Zu bearbeiten:
**1)** Welchen Anteil an der gesamten Kunststoffmenge in Deutschland verbraucht laut dem Text über rippenverstärkte Leichtbauschalen derzeit der Bereich Fahrzeuge?
**2)** Schreibe den Text über rippenverstärkte Leichtbauschalen im Anschluss an seinen letzten Satz weiter.

Einleitung und Problemstellung

Leichtbaugerechte schalenförmige Bauteile werden aus mechanischen Gründen mit Funktionsstrukturen in Form von Rippen versehen. Die Natur zeigt Vorbildlösungen z.B. die Erdnuss, die durch Schale/Rippen-Anordnungen eine anforderungsgerechte Versteifung bei gleichzeitig extrem geringer Masse ermöglicht. In allen Bereichen des Automobil- und Maschinenbaus besteht ein hoher Bedarf an lasttragenden Bauteilen aus Faser-Kunststoff-Verbunden (FKV). Die Halbschalenbauweise des Flugzeug- und Schiffbaus zeigen rippenverstärkte Strukturen nach bionischem Vorbild mit überaus lasttragenden Eigenschaften, deren Herstellung unter Verwendung arbeitsintensiver Preforming-, Komplettierungs- und Verbundbildungsprozesse unter Verwendung duroplastischer Matrix allerding kostenintensiv ist. Besonders der Einsatz von kurzfaserverstärkten Thermoplasten für mittlere und große Serien ist sehr wirtschaftlich [1 – 3], die mechanische Eigenschaften insbesondere Steifigkeit und Festigkeit sind aber stark begrenzt. Derzeit verbraucht der Bereich Fahrzeuge 7 % der gesamten Kunststoffmenge in Deutschland [4]. Zur Überwindung der werkstoffbedingten Schwachstellen werden im Schalenbereich endlosfaserbasierte Faser-Matrix-Halbzeuge wie Organobleche und UD-Tapes verarbeitet. Die damit erreichbare gerichtete Faserverstärkung in der Schale führt zu deutlich besseren mechanischen Eigenschaften, erfordert allerdings weiterhin das Anspritzen von verstärkenden Rippen [1, 2]. Weiterhin werden langfaserverstärkte Thermoplaste (LFT) industriell eingesetzt, bei denen unidirektional Faserbündel in die thermoplastische Schmelze eingebracht werden, um Schalenbereich und Rippen in Rippenrichtung zu verstärken [5]. Die Bauteilumsetzung erfordert i.d.R. kostenintensive, mehrstufige Anlagen- und Werkzeugtechnik [6]. Um die Prozesskette zu verkürzen bzw. die Komplexität der Technik zu reduzieren, werden auch glasmattenverstärkte Thermoplaste (GMT) in Direktverfahren wie das einstufige Thermoformpressen zu Schale/Rippen-Bauteile verarbeitet, was insbesondere für klein- und mittelständische Unternehmen wichtig ist.

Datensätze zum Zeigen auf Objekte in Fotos
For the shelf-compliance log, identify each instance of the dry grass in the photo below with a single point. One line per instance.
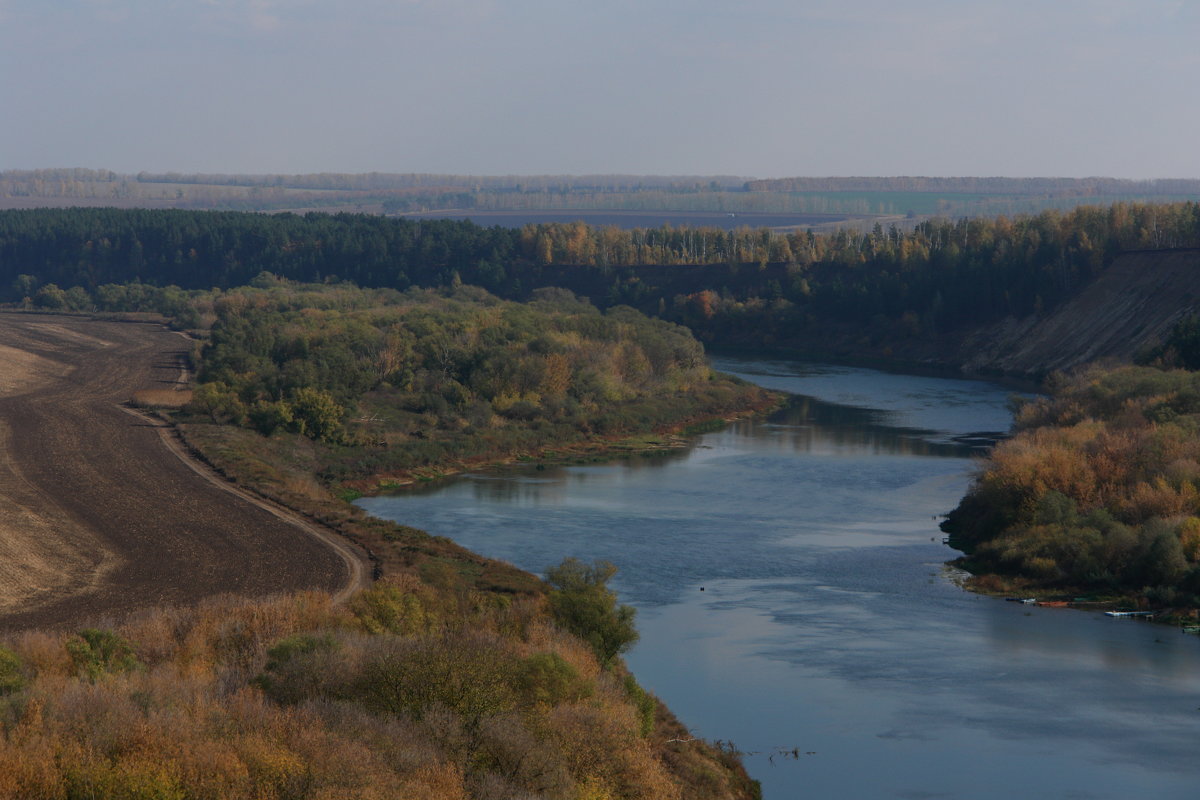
(191, 719)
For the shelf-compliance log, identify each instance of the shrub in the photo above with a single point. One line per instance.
(12, 677)
(96, 653)
(583, 605)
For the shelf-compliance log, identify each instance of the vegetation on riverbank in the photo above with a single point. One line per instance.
(457, 675)
(869, 292)
(1096, 493)
(406, 692)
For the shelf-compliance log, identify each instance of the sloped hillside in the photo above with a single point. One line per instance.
(1131, 306)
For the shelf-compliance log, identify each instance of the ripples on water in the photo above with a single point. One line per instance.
(826, 621)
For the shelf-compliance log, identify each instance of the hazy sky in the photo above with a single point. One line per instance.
(754, 88)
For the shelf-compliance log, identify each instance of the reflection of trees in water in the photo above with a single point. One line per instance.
(804, 425)
(808, 425)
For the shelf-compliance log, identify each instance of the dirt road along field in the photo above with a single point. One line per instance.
(97, 516)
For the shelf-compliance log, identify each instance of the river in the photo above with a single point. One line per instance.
(792, 599)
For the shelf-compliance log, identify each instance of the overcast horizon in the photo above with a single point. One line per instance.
(755, 89)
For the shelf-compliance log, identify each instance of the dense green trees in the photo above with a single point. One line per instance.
(747, 287)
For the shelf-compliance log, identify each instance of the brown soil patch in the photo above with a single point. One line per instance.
(97, 517)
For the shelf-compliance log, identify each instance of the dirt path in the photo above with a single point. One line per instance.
(97, 516)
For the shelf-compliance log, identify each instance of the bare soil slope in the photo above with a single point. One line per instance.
(97, 516)
(1132, 305)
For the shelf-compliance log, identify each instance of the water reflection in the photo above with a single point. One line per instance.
(826, 621)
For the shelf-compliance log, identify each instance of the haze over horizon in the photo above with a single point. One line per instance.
(761, 88)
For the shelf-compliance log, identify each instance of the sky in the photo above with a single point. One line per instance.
(747, 88)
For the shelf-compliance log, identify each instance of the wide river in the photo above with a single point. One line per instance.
(792, 599)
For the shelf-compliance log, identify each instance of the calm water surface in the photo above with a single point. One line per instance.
(791, 594)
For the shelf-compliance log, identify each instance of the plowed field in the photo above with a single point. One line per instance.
(99, 513)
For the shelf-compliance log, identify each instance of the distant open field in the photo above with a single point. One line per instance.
(628, 220)
(100, 513)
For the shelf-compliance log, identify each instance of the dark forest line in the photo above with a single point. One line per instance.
(753, 288)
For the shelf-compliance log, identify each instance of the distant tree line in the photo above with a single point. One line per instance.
(747, 287)
(1055, 186)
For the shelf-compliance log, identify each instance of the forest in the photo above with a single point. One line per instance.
(453, 677)
(1098, 491)
(747, 288)
(401, 384)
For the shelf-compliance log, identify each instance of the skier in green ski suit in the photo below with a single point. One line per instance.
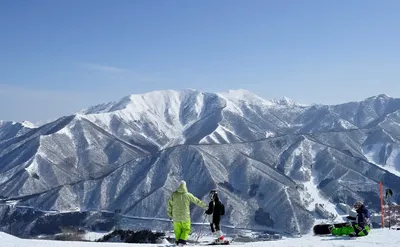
(179, 211)
(360, 226)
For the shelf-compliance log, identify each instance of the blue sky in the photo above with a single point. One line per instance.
(57, 57)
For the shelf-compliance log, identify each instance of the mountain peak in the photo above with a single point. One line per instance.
(285, 101)
(379, 97)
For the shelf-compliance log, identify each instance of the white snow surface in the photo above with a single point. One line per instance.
(377, 237)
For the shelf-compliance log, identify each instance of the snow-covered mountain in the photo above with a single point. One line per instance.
(267, 158)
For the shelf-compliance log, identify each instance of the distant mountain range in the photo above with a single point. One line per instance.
(264, 157)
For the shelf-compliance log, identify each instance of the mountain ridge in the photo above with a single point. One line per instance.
(258, 153)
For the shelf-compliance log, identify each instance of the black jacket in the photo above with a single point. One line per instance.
(216, 208)
(362, 217)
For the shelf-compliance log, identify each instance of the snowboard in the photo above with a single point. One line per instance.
(323, 229)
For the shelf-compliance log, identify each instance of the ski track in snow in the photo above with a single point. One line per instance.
(377, 237)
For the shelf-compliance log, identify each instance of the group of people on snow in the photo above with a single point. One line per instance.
(360, 225)
(178, 210)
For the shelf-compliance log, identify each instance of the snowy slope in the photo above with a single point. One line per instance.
(378, 237)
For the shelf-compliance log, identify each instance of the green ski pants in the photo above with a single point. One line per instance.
(182, 230)
(346, 230)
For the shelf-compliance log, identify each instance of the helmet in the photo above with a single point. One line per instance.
(358, 204)
(212, 194)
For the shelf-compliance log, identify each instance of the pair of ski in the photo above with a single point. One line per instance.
(324, 229)
(225, 242)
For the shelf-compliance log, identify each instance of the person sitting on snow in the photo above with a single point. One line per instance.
(215, 210)
(359, 227)
(179, 211)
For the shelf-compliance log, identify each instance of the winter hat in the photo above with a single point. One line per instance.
(181, 183)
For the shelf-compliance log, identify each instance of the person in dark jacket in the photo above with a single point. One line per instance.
(359, 227)
(215, 210)
(361, 224)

Endergebnisse:
**1)** 7 %

**2)**
Eine gerichtete Faserverstärkung zwischen Schale und Rippe sowie im Übergangsbereich ist verfahrensbedingt mit keinem der bisherigen Ansätze realisierbar, sodass die resultierenden Bauteile für lasttragende Anwendungen nur eingeschränkt geeignet sind. Bei Biegebeanspruchung können u.a. die Rippen von der Schale delaminieren oder die Rippen weisen einen geringen Faseranteil und eine ungerichtetete Faserorientierung auf und sind damit weniger steif.

Zielsetzung

Ziel war es, anforderungsgerecht ausgelegte Hybridgarne, die sowohl aus Endlosfilamenten für den Schalenbereich als auch aus Stapelfasern für den Rippenbereich bestehen, mit definierten Fließeigenschaften zu entwickeln und zu textilen Flächengebilden mit neuen Eigenschaften zu verarbeiten. Während einem einstufigen Thermopressprozess sollen die Fasern nach dem Aufschmelzen der matrixbildenden Hybridgarnkomponente gezielt in die Kavität der Rippe fließen. Die gewünschte Faserverstärkung soll somit während der Verbundbildung von selbst entstehen.

Ergebnisse

Zu Beginn des Projektes wurden zunächst die industriellen Anwendungsfelder für rippenverstärkte thermoplastische Schalenbauteile recherchiert. Vielfältige Anwendungsmöglichkeiten ergeben sich u.a. bei der Realisierung von lasttragenden Bauteilen und Modulsystemen in der Automobilindustrie, z.B. Batteriegehäuse bzw. -wannen, Abdeckungen, Interieur- und Exterieurbauteile (z.B. Querträger), Front- und Heckbauteile (z.B. Stoßfänger). Hauptanwendungsgebiete sind alle Bauteile, die im Spritzgieß- oder Pressverfahren hergestellt werden und gegenüber dem Stand der Technik erhöhte Anforderungen an Steifigkeit, Festigkeit oder Zähigkeit bei gleichzeitiger Minimierung der Bauteilmasse erfüllen sollen. Darauf basierend wurden repräsentative Funktionsmuster und ein Demonstrator mit komplexer werdender Rippenstruktur definiert vgl. Abbildung 1.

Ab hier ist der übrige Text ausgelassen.